## What you are asked to do:
Write the listing out again, all of it, word for word.

─── Data supplied

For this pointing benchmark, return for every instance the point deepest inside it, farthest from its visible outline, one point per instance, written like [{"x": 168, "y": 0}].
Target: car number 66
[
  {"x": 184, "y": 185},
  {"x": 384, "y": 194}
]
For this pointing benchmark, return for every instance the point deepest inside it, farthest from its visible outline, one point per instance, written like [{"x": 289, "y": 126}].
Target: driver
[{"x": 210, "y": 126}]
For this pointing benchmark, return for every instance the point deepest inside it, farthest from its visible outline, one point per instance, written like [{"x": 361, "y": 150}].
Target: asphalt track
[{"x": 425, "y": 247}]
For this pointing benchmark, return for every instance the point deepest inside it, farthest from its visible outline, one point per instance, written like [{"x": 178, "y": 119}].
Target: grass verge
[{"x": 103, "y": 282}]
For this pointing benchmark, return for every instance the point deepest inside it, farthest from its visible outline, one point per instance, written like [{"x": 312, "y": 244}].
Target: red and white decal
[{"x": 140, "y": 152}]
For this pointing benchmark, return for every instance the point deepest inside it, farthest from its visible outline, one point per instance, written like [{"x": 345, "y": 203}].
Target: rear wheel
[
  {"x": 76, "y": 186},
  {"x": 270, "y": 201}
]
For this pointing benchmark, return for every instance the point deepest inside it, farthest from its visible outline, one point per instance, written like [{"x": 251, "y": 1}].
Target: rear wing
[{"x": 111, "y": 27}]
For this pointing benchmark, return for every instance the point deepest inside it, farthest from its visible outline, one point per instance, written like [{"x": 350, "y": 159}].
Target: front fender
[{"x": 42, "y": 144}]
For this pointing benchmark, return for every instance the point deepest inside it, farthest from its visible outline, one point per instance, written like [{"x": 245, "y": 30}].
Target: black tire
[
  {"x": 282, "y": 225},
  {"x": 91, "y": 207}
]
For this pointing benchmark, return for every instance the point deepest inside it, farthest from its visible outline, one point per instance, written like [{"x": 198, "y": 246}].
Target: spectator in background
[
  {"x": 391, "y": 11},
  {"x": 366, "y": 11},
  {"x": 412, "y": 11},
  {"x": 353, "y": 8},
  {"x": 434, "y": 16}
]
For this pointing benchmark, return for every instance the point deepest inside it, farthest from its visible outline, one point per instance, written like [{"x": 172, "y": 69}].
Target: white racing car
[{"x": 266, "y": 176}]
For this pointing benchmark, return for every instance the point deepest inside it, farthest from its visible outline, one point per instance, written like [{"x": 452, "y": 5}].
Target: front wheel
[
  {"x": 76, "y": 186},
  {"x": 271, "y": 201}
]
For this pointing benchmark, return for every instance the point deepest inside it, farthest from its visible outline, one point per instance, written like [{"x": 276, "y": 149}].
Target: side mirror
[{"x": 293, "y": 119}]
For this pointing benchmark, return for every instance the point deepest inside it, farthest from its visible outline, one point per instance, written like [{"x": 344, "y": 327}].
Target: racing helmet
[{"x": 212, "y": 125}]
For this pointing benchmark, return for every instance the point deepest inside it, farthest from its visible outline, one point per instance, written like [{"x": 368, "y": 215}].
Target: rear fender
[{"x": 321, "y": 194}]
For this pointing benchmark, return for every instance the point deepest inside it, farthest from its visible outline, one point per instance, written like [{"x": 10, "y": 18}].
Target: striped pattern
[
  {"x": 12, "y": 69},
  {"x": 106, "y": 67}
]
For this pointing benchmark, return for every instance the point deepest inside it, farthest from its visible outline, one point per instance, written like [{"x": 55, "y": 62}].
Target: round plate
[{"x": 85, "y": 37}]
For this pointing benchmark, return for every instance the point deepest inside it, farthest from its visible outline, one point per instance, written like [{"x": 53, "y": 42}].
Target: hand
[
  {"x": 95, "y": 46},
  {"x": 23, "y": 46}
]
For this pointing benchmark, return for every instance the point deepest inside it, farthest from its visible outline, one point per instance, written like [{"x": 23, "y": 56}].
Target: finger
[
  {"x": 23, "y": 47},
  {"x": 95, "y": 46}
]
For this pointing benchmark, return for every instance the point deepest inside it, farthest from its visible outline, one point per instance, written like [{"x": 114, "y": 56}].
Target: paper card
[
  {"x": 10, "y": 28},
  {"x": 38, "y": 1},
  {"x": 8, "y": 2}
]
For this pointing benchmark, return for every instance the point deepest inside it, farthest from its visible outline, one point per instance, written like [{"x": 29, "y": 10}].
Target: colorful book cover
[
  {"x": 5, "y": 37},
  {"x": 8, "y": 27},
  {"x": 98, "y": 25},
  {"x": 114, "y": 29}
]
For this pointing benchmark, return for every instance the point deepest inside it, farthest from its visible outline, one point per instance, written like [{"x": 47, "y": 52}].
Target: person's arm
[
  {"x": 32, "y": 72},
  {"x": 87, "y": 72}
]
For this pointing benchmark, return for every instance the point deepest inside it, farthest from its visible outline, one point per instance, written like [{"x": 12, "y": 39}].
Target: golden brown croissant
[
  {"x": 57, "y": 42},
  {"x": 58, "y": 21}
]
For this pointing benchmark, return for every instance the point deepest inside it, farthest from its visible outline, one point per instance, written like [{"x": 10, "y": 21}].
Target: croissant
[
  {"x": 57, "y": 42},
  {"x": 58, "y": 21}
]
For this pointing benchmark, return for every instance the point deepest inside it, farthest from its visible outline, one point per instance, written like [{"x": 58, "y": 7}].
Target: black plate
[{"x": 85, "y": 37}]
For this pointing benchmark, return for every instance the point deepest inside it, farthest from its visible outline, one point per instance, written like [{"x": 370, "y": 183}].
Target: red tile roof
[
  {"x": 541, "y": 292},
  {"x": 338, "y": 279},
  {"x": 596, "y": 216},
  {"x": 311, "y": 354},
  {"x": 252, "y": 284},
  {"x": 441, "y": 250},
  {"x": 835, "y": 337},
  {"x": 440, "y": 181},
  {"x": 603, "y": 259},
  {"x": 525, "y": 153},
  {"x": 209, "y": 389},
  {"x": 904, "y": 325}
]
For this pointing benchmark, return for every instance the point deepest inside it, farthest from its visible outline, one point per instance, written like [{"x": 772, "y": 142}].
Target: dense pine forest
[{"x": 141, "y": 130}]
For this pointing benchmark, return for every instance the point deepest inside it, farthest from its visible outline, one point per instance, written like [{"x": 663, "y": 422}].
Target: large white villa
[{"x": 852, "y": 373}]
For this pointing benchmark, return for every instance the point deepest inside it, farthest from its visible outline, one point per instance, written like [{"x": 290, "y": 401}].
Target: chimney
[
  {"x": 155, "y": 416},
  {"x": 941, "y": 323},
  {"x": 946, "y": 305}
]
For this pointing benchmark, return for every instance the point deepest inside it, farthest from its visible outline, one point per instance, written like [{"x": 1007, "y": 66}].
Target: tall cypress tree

──────

## Result of this task:
For this pointing benchmark, return for every instance the point deepest inside it, farthest from its visible outline, one point per instance, written like [{"x": 168, "y": 0}].
Target: car number 66
[
  {"x": 184, "y": 185},
  {"x": 384, "y": 194}
]
For this pointing benchmark, return for every instance the point deepest inside it, farthest from its visible outline, one point per instance, written like [{"x": 289, "y": 126}].
Target: driver
[{"x": 210, "y": 126}]
For this pointing benchmark, return for every instance the point deepest inside it, farthest from its visible outline, one point per instance, written like [{"x": 361, "y": 150}].
Target: asphalt track
[{"x": 425, "y": 247}]
For this pointing benchmark, return for every instance the point deepest inside it, farthest from its visible outline, one point per instance, written like [{"x": 178, "y": 119}].
Target: grass verge
[{"x": 103, "y": 282}]
For this pointing benchmark, return for every instance the point deepest inside it, farthest from its visible outline, one point per instance, written like [{"x": 312, "y": 244}].
Target: red and white decal
[{"x": 140, "y": 152}]
For this pointing benchmark, return for every instance the point deepest inside it, farthest from its visible outline, one point per instance, written like [{"x": 345, "y": 203}].
Target: rear wheel
[
  {"x": 76, "y": 186},
  {"x": 270, "y": 201}
]
For this pointing benchmark, return for every instance the point deepest inside it, farthest from its visible outline, one point per instance, written like [{"x": 251, "y": 1}].
Target: rear wing
[{"x": 111, "y": 27}]
For this pointing benchmark, return for every instance the point deepest inside it, farthest from its visible outline, one point per instance, written like [{"x": 350, "y": 159}].
Target: front fender
[{"x": 42, "y": 144}]
For this pointing benchmark, return for every instance the point deepest inside it, farthest from its visible outline, one point per instance, written like [{"x": 245, "y": 30}].
Target: black tire
[
  {"x": 282, "y": 225},
  {"x": 91, "y": 207}
]
For this pointing benchmark, return for every instance the point deepest inside it, farthest from its visible outline, one point per instance, written like [{"x": 198, "y": 246}].
Target: spectator in background
[
  {"x": 391, "y": 11},
  {"x": 366, "y": 11},
  {"x": 412, "y": 11},
  {"x": 353, "y": 8},
  {"x": 434, "y": 16}
]
For this pointing benchmark, return for every instance the point deepest inside it, farthest from its visible outline, one point per instance, written like [{"x": 172, "y": 69}].
Target: white racing car
[{"x": 266, "y": 176}]
For this pointing benchmark, return for every instance the point deepest inside it, farthest from its visible outline, one point per instance, written like [{"x": 452, "y": 5}].
Target: front wheel
[
  {"x": 76, "y": 186},
  {"x": 271, "y": 201}
]
For this pointing benchmark, return for every instance the point deepest inside it, farthest from its visible outline, one point per instance, written like [{"x": 276, "y": 149}].
Target: side mirror
[{"x": 293, "y": 119}]
For this pointing benchmark, return for every instance the point deepest inside it, farthest from its visible outline, one point per instance, written like [{"x": 344, "y": 327}].
Target: racing helmet
[{"x": 212, "y": 125}]
For this pointing benchmark, return for every instance the point deepest inside it, farthest from its visible outline, one point per instance, written like [{"x": 368, "y": 215}].
Target: rear fender
[{"x": 321, "y": 194}]
For this pointing benchmark, return for every instance the point deepest inside it, farthest from its visible outline, one point per instance, written like [{"x": 10, "y": 18}].
Target: striped pattern
[
  {"x": 12, "y": 69},
  {"x": 106, "y": 67}
]
For this pointing benchmark, return for every instance the point deepest inside it, farthest from its visible outline, one point per instance, written like [{"x": 55, "y": 62}].
Target: round plate
[{"x": 85, "y": 37}]
For this pointing benchmark, return for every instance the point deepest inside it, farthest from its visible outline, one point per instance, written like [{"x": 53, "y": 42}].
Target: hand
[
  {"x": 95, "y": 46},
  {"x": 23, "y": 46}
]
For this pointing benchmark, return for every instance the point deepest inside it, farthest from its visible outline, one point per instance, written like [{"x": 23, "y": 56}].
Target: finger
[
  {"x": 23, "y": 47},
  {"x": 95, "y": 46}
]
For this pointing benchmark, return for every instance the point deepest inside it, farthest from its visible outline, one point per instance, written like [{"x": 114, "y": 56}].
Target: paper card
[
  {"x": 10, "y": 28},
  {"x": 38, "y": 1},
  {"x": 8, "y": 2}
]
For this pointing benchmark, return for every instance the point deepest inside it, farthest from its visible outline, one point per instance, written like [{"x": 29, "y": 10}].
Target: colorful book cover
[
  {"x": 5, "y": 37},
  {"x": 8, "y": 27},
  {"x": 98, "y": 25},
  {"x": 114, "y": 29}
]
For this pointing benchmark, return for every instance the point deepest inside it, farthest from its visible outline, one point per instance, written like [{"x": 47, "y": 52}].
Target: person's arm
[
  {"x": 32, "y": 72},
  {"x": 87, "y": 72}
]
For this pointing benchmark, return for every instance the point deepest inside it, farthest from its visible outline, one point per instance, written like [{"x": 12, "y": 39}].
Target: golden brown croissant
[
  {"x": 57, "y": 42},
  {"x": 58, "y": 21}
]
For this pointing benchmark, return for every instance the point deepest inside it, farthest from its visible outline, one point per instance, written like [{"x": 10, "y": 21}].
Target: croissant
[
  {"x": 57, "y": 42},
  {"x": 58, "y": 21}
]
For this pointing benchmark, return for every instance the point deepest inside it, farthest from its visible outline, one point per instance, written like [{"x": 58, "y": 7}].
Target: black plate
[{"x": 85, "y": 37}]
For this pointing benchmark, return for every instance the point deepest inside it, farthest from its visible outline, one point per instance, written like [{"x": 370, "y": 183}].
Target: red tile roof
[
  {"x": 541, "y": 292},
  {"x": 338, "y": 279},
  {"x": 596, "y": 216},
  {"x": 311, "y": 354},
  {"x": 252, "y": 284},
  {"x": 441, "y": 250},
  {"x": 835, "y": 337},
  {"x": 440, "y": 181},
  {"x": 603, "y": 259},
  {"x": 525, "y": 153},
  {"x": 209, "y": 389},
  {"x": 904, "y": 325}
]
For this pointing benchmark, return for every instance the point deepest inside it, farthest from its visible outline, one point per instance, written like [{"x": 772, "y": 142}].
Target: dense pine forest
[{"x": 141, "y": 130}]
For this pointing benchmark, return for every instance the point deepest inside it, farthest from its visible outline, one point per instance, written like [{"x": 663, "y": 422}].
Target: large white villa
[{"x": 852, "y": 373}]
For this pointing benchmark, return for every instance the point deepest inside it, farthest from its visible outline, one point per instance, written like [{"x": 290, "y": 401}].
Target: chimney
[
  {"x": 155, "y": 416},
  {"x": 941, "y": 323},
  {"x": 946, "y": 305}
]
For this pointing benchmark, return for every instance the point deepest inside it, farthest from its visible outline, one point per instance, written like [{"x": 1007, "y": 66}].
Target: tall cypress tree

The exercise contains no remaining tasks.